PROBLEM TO WORK ON:
Gather every line in the entries below that contains the string "cover". Case counts.

EXERCISE MATERIAL:
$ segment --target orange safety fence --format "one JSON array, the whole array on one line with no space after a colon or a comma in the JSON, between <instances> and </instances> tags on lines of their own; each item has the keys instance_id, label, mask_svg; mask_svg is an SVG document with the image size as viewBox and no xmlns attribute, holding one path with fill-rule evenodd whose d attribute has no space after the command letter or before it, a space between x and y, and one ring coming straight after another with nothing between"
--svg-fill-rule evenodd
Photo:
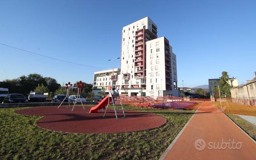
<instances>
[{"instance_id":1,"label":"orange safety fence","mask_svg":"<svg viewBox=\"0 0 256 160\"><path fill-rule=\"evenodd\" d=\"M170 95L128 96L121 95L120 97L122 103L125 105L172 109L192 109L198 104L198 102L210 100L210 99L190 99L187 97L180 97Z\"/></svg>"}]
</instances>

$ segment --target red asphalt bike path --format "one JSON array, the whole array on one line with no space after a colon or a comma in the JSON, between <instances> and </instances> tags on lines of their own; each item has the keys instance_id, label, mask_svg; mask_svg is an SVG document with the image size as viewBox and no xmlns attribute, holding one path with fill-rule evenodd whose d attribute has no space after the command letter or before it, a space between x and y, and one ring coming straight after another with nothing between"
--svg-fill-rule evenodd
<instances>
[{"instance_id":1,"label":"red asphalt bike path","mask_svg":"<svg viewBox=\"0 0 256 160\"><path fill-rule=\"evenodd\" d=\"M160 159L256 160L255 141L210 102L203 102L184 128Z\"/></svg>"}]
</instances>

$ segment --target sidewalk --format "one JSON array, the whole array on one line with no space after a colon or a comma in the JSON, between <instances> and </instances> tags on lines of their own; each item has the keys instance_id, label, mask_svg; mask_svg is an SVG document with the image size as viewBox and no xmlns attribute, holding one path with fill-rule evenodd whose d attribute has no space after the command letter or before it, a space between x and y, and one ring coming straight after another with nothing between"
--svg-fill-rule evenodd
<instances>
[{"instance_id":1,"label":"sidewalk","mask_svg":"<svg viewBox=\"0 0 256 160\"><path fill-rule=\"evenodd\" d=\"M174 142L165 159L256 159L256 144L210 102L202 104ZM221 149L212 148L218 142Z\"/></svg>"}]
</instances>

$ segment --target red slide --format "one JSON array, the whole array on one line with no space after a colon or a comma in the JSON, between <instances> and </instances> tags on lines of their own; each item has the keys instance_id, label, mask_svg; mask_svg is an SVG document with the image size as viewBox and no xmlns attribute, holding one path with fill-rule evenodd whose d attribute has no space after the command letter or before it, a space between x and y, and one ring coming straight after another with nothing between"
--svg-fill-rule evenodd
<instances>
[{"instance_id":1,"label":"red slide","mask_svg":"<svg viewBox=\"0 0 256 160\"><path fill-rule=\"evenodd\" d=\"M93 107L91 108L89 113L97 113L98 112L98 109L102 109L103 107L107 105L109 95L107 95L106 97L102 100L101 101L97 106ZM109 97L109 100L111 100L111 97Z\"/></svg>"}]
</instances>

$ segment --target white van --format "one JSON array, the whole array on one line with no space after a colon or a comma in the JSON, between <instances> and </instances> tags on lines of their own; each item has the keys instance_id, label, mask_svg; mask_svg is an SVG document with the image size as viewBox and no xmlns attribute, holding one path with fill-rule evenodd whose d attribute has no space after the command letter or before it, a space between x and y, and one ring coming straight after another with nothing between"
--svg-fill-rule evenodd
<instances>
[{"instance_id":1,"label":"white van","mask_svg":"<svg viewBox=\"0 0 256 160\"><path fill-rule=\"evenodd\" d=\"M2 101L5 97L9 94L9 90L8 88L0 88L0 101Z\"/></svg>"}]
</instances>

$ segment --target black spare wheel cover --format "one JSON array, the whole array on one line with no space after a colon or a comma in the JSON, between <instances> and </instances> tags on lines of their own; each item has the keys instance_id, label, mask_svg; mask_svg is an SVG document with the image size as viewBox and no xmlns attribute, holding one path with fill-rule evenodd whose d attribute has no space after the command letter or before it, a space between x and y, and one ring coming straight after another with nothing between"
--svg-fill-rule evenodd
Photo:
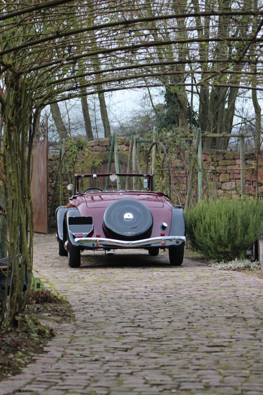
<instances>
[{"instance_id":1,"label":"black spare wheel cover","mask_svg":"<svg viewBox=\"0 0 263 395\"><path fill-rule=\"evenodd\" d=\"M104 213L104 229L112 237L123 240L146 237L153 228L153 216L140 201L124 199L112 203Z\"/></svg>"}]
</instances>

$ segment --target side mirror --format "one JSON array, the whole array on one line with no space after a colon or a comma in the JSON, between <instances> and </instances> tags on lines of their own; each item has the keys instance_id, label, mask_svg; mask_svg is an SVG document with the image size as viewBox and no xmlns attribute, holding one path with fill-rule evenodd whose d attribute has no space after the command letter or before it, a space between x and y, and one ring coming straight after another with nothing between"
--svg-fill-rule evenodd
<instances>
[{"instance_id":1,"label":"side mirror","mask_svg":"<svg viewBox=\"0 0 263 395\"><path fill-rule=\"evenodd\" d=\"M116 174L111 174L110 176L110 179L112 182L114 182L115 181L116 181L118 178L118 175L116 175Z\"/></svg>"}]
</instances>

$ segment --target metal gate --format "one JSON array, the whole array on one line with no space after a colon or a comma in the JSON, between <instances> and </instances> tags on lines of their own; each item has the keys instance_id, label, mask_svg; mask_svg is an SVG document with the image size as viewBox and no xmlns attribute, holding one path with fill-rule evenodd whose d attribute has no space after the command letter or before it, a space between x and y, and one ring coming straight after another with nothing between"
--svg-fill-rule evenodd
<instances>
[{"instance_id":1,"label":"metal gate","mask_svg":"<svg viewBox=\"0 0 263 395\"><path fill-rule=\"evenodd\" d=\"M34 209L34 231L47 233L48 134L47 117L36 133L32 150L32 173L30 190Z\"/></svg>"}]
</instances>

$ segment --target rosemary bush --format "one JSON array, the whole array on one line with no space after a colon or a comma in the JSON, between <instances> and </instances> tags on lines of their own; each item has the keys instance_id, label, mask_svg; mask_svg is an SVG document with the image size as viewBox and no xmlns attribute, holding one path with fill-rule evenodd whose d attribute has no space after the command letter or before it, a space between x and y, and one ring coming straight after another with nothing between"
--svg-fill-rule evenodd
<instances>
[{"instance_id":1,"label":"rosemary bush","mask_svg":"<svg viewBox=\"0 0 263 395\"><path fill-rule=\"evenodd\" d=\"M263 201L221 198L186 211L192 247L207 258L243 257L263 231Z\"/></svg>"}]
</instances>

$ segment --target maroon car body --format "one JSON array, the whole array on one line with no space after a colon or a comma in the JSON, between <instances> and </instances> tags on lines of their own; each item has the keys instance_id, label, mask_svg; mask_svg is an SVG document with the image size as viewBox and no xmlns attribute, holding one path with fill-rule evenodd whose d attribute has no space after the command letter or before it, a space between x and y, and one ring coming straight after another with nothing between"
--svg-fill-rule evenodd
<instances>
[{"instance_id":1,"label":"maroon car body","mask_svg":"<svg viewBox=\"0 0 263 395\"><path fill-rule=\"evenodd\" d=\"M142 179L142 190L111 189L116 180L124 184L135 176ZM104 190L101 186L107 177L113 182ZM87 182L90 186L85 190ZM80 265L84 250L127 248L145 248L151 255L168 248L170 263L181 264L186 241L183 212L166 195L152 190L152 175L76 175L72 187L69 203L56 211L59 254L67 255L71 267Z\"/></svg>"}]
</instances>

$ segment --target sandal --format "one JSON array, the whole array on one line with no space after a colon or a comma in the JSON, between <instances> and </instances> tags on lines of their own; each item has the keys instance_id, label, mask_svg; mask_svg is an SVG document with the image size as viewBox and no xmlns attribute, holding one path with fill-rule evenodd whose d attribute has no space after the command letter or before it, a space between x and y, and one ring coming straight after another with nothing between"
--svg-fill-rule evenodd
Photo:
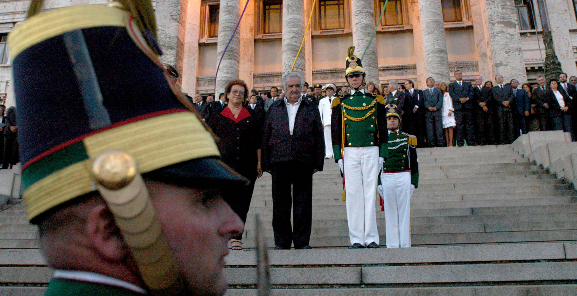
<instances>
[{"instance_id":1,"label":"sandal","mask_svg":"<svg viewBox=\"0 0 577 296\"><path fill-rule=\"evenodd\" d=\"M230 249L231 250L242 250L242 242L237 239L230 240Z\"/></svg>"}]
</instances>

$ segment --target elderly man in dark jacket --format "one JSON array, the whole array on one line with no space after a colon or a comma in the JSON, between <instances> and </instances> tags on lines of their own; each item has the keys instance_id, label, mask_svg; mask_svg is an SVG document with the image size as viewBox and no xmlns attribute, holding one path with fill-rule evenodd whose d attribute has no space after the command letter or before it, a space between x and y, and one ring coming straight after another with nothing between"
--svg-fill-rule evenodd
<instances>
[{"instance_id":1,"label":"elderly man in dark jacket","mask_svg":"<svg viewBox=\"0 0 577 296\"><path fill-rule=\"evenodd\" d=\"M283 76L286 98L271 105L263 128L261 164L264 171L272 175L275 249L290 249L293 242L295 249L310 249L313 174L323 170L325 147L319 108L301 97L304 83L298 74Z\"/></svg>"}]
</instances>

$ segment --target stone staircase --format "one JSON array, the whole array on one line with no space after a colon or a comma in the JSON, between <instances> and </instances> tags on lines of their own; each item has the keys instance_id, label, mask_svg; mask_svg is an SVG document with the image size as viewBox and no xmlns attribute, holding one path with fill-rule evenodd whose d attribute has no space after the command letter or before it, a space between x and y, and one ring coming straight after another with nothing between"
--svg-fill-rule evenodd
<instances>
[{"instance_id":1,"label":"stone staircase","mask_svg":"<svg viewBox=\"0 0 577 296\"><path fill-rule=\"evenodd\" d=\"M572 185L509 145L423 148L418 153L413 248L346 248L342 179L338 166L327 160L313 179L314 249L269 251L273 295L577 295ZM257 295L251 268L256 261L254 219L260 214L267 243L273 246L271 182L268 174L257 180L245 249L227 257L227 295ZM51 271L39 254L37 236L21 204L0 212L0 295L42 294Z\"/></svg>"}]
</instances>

...

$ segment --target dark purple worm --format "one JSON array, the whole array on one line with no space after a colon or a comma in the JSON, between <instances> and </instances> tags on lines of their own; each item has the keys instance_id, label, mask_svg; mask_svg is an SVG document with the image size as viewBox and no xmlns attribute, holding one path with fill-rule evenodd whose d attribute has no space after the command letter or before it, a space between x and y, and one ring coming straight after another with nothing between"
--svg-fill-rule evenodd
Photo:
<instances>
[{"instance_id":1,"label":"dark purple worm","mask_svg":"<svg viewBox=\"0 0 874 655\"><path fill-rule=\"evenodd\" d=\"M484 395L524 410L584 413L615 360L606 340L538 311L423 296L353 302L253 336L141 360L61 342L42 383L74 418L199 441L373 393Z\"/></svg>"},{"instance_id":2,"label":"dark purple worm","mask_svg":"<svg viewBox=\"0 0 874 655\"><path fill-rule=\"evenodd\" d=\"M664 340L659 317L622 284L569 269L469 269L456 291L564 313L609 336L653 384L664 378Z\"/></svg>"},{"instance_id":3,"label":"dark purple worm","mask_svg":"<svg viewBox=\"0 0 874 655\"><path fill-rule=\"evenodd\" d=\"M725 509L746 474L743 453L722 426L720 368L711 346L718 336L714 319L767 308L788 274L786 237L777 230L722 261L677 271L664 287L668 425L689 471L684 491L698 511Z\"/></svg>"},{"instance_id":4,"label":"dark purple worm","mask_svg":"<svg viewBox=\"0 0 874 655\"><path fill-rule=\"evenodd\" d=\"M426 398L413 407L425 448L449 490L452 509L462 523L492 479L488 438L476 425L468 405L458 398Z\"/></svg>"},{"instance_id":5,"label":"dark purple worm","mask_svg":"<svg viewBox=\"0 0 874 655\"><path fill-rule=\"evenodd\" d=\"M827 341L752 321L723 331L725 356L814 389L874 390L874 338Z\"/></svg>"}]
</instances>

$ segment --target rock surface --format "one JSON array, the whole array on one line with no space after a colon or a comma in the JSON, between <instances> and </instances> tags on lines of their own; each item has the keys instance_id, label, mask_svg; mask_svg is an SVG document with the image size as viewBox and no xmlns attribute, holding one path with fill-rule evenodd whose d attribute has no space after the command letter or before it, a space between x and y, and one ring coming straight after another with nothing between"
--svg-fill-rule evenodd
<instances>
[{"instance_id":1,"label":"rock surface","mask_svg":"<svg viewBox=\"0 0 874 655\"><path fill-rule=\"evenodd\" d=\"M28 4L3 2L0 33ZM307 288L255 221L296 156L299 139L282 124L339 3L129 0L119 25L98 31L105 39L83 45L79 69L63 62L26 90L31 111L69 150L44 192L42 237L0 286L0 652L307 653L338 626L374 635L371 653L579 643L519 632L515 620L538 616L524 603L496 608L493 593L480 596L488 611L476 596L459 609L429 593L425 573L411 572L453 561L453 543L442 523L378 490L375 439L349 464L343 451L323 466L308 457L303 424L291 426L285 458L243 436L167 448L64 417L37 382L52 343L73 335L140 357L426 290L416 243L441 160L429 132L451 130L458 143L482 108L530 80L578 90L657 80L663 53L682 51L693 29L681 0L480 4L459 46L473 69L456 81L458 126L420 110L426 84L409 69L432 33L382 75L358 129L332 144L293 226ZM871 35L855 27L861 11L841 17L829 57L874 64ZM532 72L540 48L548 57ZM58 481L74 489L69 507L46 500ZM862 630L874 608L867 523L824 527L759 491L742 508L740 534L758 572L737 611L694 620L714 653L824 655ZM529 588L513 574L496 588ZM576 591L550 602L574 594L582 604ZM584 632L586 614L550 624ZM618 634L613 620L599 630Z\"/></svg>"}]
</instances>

WRITTEN ANSWER:
$ segment --target black spare wheel cover --format "one JSON array, the whole array on one line with no space after a colon or a comma in the JSON, between <instances> and </instances> tags on lines of their own; each item has the keys instance_id, label, mask_svg; mask_svg is an SVG document with the image size as viewBox and no xmlns attribute, holding one path with fill-rule evenodd whose d attribute has no space after the command letter or before it, a space between x and y, and one ring coming straight after another with nothing between"
[{"instance_id":1,"label":"black spare wheel cover","mask_svg":"<svg viewBox=\"0 0 263 395\"><path fill-rule=\"evenodd\" d=\"M104 213L104 229L112 237L123 240L146 237L153 228L153 216L140 201L124 199L112 203Z\"/></svg>"}]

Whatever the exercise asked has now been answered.